## PROBLEM
List each distinct year named in the passage about the Neuaubing repair works, once each, in the order they first appear.

[[ EXERCISE TEXT open ]]

As part of the National Socialist reconstruction plans for the Munich railroad facilities, the repair works were to be expanded. The first preparatory construction work took place in 1938, but after the beginning of the World War II, work was stopped again. After the start of the war, the plant resumed repairing freight wagons in 1939. From then on, RAW Neuaubing was also responsible for the construction and repair of special vehicles for the Wehrmacht and the Deutsche Reichsbahn as part of special war services. From 1940 to 1941, the Deutsche Reichsbahn built a new training workshop. In 1942 the plant was renamed Reichsbahnausbesserungswerk München-Neuaubing following the incorporation of Aubing into the city of Munich.

In 1942, RAW Neuaubing developed a new method of work organization that was intended to rationalize the entire production process. The aim was to save 90,000 production hours within six months. After testing it in Neuaubing, the Deutsche Reichsbahn introduced the so-called Munich procedure uniformly in all German repair workshops.

[[ EXERCISE TEXT closed ]]
[[ DATASET EXCERPTS open ]]

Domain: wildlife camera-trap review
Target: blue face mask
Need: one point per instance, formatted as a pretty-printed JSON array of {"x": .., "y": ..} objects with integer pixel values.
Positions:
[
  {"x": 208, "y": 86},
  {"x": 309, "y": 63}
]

[[ DATASET EXCERPTS closed ]]

## WRITTEN SOLUTION
1938, 1939, 1940, 1941, 1942